**Tareas**
(1) Según el fragmento sobre el positivismo en México, ¿quién modificó desde el inicio las premisas básicas de Comte?
(2) Por favor, transcribe del fragmento sobre el positivismo en México el pasaje comprendido entre "La adaptación de" y "nacionales (Zea, 2002).", ambos incluidos.
(3) Indica si cada afirmación concuerda con el fragmento sobre el positivismo en México. Responde sí o no y cita las palabras del fragmento que lo deciden.
(a) Justo Sierra aparece como un intelectual mexicano.
(b) La adaptación de la doctrina positivista en México fue fácil y no tuvo detractores.
(c) Según Justo Sierra, el positivismo sirvió a la burguesía mexicana.

**Fragmento del documento**

La adaptación de la doctrina positivista en México fue un trabajo difícil y no faltaron ataques ni detractores. Desde su inicio, Gabino Barreda modificó las premisas básicas de Comte. Según el intelectual mexicano Justo Sierra, el positivismo fue un instrumento al servicio de la “burguesía mexicana” en un momento en que la situación creada por la dictadura de Porfirio Díaz conducía implacablemente al deterioro y la caducidad de doctrinas que en su momento parecían la respuesta a todos los problemas nacionales (Zea, 2002).

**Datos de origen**

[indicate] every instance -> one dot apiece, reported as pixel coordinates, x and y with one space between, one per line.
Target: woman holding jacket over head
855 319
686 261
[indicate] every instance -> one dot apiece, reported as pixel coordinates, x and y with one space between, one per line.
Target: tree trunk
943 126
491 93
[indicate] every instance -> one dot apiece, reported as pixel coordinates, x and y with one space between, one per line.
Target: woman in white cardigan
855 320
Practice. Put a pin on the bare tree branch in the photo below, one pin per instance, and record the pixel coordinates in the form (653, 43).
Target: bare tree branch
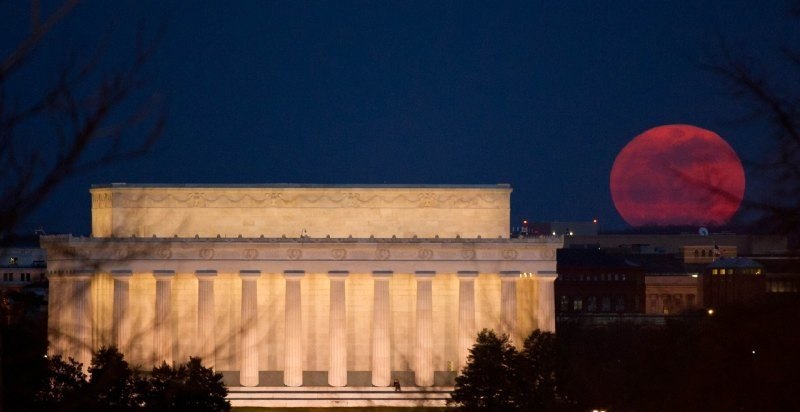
(88, 118)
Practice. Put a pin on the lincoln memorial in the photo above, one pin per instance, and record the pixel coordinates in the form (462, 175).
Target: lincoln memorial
(297, 287)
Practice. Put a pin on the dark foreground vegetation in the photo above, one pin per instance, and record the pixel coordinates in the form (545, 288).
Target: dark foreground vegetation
(741, 358)
(56, 384)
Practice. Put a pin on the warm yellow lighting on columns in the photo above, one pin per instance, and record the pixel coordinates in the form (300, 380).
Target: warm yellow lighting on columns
(81, 318)
(248, 370)
(162, 338)
(55, 309)
(546, 313)
(466, 314)
(337, 372)
(423, 372)
(508, 302)
(381, 349)
(205, 316)
(293, 363)
(122, 320)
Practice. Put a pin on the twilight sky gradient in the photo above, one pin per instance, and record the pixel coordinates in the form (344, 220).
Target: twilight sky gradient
(541, 95)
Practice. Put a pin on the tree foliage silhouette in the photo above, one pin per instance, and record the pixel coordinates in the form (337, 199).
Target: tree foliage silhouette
(113, 385)
(498, 377)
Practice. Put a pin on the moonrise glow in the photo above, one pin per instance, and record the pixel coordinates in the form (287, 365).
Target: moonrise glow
(677, 175)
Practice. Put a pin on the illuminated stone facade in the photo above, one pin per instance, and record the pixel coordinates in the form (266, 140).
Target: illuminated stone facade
(401, 296)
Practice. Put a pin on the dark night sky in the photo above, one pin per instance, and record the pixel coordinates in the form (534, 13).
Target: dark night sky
(541, 95)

**Soluciones**
(1) Gabino Barreda.

(2)
La adaptación de la doctrina positivista en México fue un trabajo difícil y no faltaron ataques ni detractores. Desde su inicio, Gabino Barreda modificó las premisas básicas de Comte. Según el intelectual mexicano Justo Sierra, el positivismo fue un instrumento al servicio de la “burguesía mexicana” en un momento en que la situación creada por la dictadura de Porfirio Díaz conducía implacablemente al deterioro y la caducidad de doctrinas que en su momento parecían la respuesta a todos los problemas nacionales (Zea, 2002).

(3)
(a) Sí: «el intelectual mexicano Justo Sierra».
(b) No: «fue un trabajo difícil y no faltaron ataques ni detractores».
(c) Sí: «el positivismo fue un instrumento al servicio de la “burguesía mexicana”».